PROBLEM TO SOLVE |
Rewrite all of the records below as a numbered list, one line per item, and leave out any blank lines.

DATA |
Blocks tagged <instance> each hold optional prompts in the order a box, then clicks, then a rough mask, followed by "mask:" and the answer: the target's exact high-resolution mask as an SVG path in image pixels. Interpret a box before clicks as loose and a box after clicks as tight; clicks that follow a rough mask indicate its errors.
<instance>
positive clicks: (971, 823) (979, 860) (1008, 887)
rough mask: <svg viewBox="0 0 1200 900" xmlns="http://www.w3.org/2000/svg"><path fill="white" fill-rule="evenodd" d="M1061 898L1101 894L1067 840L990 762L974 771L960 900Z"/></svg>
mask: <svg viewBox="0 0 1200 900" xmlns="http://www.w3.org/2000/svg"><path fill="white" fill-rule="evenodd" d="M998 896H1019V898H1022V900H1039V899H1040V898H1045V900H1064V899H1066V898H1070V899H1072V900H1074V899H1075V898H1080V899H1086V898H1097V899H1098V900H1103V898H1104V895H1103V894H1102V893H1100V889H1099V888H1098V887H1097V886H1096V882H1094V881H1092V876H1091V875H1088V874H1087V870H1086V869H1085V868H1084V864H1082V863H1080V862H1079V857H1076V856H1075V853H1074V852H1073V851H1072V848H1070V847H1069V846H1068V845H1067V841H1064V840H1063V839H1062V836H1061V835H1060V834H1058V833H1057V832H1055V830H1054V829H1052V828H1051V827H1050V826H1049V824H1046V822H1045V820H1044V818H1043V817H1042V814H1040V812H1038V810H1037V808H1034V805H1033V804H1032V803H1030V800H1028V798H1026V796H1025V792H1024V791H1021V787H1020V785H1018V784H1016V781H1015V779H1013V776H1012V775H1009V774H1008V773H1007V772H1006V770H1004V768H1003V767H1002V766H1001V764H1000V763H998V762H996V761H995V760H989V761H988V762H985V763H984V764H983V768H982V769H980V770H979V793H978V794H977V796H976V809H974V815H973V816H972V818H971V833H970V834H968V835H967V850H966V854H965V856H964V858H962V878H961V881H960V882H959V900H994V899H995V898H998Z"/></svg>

REPLY TO THE TASK |
1. Blocks tagged <instance> each hold optional prompts in the order a box, then clicks, then a rough mask, followed by "mask:" and the answer: the target's exact high-resolution mask as an SVG path in image pixels. Interpret a box before clicks as loose and a box after clicks as tight; clicks that follow a rough mask indicate its errors.
2. <instance>
3. positive clicks: (971, 823) (979, 860) (1008, 887)
4. rough mask: <svg viewBox="0 0 1200 900" xmlns="http://www.w3.org/2000/svg"><path fill="white" fill-rule="evenodd" d="M1061 898L1101 894L1067 840L990 762L974 771L960 900Z"/></svg>
5. mask: <svg viewBox="0 0 1200 900" xmlns="http://www.w3.org/2000/svg"><path fill="white" fill-rule="evenodd" d="M998 896H1019V898H1022V900H1039V899H1040V898H1045V900H1064V899H1066V898H1070V899H1072V900H1074V899H1075V898H1080V899H1086V898H1097V899H1098V900H1103V898H1104V895H1103V894H1102V893H1100V889H1099V888H1098V887H1097V886H1096V882H1094V881H1092V876H1091V875H1088V874H1087V870H1086V869H1085V868H1084V864H1082V863H1080V862H1079V857H1076V856H1075V853H1074V852H1073V851H1072V848H1070V847H1069V846H1068V845H1067V841H1064V840H1063V839H1062V836H1061V835H1060V834H1058V833H1057V832H1055V830H1054V829H1052V828H1051V827H1050V826H1049V824H1046V822H1045V820H1044V818H1043V817H1042V814H1040V812H1038V810H1037V808H1034V805H1033V804H1032V803H1030V800H1028V798H1026V796H1025V792H1024V791H1021V787H1020V785H1018V784H1016V781H1015V779H1013V776H1012V775H1009V774H1008V773H1007V772H1006V770H1004V768H1003V767H1002V766H1001V764H1000V763H998V762H996V761H995V760H989V761H988V762H985V763H984V764H983V768H982V769H980V770H979V793H978V794H977V796H976V809H974V815H973V816H972V818H971V833H970V834H968V835H967V850H966V854H965V856H964V858H962V878H961V881H960V882H959V900H994V899H995V898H998Z"/></svg>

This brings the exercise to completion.